AS WE COMMEMORATE International Workers' Day, we must ask ourselves: are we truly content with the plight of workers in South Africa? Do our labour laws genuinely protect their rights, or do they merely pay lip service to fairness while preserving systemic inequities?

Three decades into democracy, the lived reality for many workers remains one of hardship. Despite progressive labour policies, inflation, rising interest rates, and stagnant wages continue to erode their quality of life. Basic necessities - healthcare, education, housing - remain out of reach for millions, while their voices are drowned out in policy spaces dominated by corporate and political elites.

The glaring wage gap between executives and workers underscores this injustice. While top salaries soar into the millions, ordinary workers struggle to keep pace with inflation. This imbalance exposes a fundamental failure in our economic system - one that preaches equality in theory but entrenches inequality in practice.

Even institutions like the CCMA, designed to enforce fairness, are strained by under-resourcing and overwhelming caseloads.

## EXERCISE REQUIREMENTS
a) Name every basic necessity that the text about South African workers says remains out of reach for millions.
b) In the text about South African workers, rewrite the passage starting with "Three decades into" and going on through "and overwhelming caseloads.", changing "executives" to "managers".
The entries after this point have no connection to the text about South African workers.

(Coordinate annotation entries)

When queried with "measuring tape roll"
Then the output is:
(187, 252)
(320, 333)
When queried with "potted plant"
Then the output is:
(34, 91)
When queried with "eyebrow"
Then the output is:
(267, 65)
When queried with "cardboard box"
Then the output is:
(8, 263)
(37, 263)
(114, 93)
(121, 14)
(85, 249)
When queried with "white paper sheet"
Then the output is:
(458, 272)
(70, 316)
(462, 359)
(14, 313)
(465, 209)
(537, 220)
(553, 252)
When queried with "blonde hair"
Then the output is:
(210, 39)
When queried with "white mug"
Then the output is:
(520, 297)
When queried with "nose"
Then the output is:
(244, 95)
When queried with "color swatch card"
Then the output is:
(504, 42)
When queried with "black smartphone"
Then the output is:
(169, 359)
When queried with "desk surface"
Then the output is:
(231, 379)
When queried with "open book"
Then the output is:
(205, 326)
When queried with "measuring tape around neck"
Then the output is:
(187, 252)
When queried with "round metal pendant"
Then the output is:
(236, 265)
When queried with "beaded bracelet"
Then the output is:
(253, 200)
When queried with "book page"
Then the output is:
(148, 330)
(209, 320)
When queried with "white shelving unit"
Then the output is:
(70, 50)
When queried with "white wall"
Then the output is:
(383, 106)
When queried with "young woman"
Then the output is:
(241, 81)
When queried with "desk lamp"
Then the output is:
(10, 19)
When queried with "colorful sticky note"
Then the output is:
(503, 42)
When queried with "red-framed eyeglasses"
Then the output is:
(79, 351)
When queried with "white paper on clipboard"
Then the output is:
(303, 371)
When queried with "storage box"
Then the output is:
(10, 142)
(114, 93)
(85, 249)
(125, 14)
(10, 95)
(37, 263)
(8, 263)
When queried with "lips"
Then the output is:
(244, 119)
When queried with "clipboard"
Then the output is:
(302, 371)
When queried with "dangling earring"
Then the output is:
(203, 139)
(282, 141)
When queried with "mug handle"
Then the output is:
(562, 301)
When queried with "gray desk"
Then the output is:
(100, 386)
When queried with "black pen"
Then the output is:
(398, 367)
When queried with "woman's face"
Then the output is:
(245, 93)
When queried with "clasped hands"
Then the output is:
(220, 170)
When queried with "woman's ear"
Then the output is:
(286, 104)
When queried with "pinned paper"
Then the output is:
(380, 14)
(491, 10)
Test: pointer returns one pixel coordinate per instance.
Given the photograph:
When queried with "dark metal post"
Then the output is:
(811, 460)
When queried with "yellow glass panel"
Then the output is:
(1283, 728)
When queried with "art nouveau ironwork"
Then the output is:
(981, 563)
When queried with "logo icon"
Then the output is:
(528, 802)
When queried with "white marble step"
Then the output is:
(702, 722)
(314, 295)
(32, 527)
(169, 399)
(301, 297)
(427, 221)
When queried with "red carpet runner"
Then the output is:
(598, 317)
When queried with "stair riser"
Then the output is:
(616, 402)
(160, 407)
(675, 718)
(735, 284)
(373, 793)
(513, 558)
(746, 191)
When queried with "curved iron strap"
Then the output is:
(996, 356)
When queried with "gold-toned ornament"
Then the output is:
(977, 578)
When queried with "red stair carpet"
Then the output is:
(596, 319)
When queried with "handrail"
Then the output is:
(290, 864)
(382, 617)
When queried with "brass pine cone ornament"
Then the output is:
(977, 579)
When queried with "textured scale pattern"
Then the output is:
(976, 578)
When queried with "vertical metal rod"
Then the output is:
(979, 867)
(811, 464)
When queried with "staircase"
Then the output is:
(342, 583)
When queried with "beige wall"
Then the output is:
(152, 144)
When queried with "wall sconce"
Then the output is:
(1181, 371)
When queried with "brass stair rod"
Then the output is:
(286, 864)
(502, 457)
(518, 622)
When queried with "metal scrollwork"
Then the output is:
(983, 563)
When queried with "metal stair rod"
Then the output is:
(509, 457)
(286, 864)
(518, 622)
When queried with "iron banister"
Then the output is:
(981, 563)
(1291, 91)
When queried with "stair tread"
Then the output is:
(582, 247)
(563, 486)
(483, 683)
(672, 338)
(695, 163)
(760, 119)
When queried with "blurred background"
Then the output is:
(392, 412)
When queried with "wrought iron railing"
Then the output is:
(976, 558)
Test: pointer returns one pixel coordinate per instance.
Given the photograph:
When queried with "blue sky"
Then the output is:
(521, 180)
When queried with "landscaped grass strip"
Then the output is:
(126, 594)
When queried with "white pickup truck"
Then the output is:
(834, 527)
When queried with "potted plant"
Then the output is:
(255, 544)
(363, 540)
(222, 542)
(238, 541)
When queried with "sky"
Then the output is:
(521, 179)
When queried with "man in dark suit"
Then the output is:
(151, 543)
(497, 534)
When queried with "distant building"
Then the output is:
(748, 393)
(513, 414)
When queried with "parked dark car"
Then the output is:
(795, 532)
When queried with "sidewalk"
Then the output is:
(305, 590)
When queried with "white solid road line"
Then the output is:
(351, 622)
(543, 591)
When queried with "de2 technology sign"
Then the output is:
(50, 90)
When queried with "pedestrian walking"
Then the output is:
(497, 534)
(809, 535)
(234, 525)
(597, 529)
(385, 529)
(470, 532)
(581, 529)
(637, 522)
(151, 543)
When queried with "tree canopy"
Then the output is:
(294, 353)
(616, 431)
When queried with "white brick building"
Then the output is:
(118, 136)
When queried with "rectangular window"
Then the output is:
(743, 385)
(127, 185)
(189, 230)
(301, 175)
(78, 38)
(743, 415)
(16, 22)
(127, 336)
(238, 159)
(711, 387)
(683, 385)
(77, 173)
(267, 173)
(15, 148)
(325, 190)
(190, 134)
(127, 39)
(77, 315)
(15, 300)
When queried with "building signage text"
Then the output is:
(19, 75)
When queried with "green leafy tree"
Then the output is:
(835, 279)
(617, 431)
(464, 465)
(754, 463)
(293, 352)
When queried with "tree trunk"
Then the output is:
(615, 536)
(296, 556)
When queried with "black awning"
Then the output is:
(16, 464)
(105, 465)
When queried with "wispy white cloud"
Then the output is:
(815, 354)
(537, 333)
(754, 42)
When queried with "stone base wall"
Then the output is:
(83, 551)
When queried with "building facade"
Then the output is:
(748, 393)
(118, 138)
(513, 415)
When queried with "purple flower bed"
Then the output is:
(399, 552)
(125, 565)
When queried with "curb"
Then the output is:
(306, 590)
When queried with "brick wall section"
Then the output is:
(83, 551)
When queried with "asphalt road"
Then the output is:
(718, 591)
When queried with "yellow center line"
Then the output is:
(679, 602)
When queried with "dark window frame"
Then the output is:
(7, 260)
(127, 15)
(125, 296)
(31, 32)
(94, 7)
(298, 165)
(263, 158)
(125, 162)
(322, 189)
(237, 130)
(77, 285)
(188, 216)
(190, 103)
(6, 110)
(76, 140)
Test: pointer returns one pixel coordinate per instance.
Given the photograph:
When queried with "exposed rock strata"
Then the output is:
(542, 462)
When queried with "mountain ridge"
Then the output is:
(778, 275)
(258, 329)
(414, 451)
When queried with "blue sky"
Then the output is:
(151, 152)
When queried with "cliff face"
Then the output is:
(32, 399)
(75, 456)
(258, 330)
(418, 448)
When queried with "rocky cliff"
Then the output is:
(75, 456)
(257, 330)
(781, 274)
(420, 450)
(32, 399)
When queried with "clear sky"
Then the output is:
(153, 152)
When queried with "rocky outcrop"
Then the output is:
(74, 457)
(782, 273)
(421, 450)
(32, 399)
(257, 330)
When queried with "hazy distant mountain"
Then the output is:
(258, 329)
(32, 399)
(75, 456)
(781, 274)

## COMPLETE ANSWERS
a) Healthcare, education, and housing.

b)
Three decades into democracy, the lived reality for many workers remains one of hardship. Despite progressive labour policies, inflation, rising interest rates, and stagnant wages continue to erode their quality of life. Basic necessities - healthcare, education, housing - remain out of reach for millions, while their voices are drowned out in policy spaces dominated by corporate and political elites.

The glaring wage gap between managers and workers underscores this injustice. While top salaries soar into the millions, ordinary workers struggle to keep pace with inflation. This imbalance exposes a fundamental failure in our economic system - one that preaches equality in theory but entrenches inequality in practice.

Even institutions like the CCMA, designed to enforce fairness, are strained by under-resourcing and overwhelming caseloads.